> **TASK REQUIREMENTS**: Reproduce every line of the items below verbatim, from the line containing "bruins logo and record integer pixel coordinates." down to the last line of the items.

"""

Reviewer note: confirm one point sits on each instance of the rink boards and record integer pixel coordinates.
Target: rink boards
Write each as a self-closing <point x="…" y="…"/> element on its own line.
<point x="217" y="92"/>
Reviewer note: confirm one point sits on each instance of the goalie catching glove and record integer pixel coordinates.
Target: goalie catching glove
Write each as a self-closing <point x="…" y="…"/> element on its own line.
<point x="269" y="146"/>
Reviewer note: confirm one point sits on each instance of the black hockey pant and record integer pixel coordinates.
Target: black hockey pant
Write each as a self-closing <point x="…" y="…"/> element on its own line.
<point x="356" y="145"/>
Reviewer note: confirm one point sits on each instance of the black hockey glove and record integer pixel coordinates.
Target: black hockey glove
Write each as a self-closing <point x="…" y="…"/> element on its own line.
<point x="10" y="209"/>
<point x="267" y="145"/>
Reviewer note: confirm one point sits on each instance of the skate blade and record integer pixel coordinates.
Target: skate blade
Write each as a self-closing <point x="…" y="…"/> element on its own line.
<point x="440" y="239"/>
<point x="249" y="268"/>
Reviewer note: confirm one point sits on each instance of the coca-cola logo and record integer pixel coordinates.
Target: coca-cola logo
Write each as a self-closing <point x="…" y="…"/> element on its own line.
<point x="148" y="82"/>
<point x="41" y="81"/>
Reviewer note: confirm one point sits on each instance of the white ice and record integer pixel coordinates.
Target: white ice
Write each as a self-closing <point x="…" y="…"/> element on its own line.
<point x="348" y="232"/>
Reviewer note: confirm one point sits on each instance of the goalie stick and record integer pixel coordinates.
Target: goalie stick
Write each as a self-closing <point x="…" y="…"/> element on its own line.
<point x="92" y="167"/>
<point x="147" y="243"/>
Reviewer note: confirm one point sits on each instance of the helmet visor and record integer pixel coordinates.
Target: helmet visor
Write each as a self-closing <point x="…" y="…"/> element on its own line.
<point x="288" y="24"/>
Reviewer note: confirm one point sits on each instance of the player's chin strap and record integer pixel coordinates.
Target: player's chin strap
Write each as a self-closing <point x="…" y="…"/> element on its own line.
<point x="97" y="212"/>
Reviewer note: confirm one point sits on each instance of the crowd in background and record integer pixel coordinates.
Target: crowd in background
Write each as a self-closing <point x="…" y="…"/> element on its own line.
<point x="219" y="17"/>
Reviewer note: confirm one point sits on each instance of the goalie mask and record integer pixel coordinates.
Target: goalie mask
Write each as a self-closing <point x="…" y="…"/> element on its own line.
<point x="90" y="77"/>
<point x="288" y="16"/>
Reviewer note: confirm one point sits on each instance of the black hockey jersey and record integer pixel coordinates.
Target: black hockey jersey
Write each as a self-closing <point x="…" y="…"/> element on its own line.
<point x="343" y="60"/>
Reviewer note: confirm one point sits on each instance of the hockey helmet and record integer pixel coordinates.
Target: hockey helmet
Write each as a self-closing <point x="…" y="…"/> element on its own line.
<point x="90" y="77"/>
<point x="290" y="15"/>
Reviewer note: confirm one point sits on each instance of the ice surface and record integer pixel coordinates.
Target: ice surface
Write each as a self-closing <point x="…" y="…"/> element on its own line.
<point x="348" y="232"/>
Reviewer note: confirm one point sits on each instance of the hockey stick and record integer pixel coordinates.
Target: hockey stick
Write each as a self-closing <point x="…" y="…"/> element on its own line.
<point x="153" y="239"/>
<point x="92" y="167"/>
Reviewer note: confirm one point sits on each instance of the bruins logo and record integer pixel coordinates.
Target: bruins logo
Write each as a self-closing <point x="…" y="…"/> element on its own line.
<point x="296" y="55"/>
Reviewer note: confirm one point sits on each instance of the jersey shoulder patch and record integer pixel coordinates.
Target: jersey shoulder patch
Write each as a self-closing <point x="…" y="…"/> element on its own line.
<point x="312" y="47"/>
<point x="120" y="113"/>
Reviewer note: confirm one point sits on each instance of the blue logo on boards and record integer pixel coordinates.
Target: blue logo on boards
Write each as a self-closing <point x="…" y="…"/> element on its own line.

"""

> **CORRECT RESULT**:
Reviewer note: confirm one point sits on each instance of the bruins logo and record integer pixel coordinates.
Target: bruins logo
Write each as a self-closing <point x="…" y="…"/> element on its own line.
<point x="296" y="55"/>
Reviewer note: confirm one point sits on each instance of the jersey shoulder patch and record integer pixel coordinates.
Target: jersey shoulder patch
Write each as a self-closing <point x="…" y="…"/> element on its own line.
<point x="312" y="47"/>
<point x="120" y="113"/>
Reviewer note: confirm one point sits on each instance of the blue logo on boards and record integer pixel coordinates.
Target: blue logo on boards
Write each as a self-closing <point x="…" y="…"/> element on its own line.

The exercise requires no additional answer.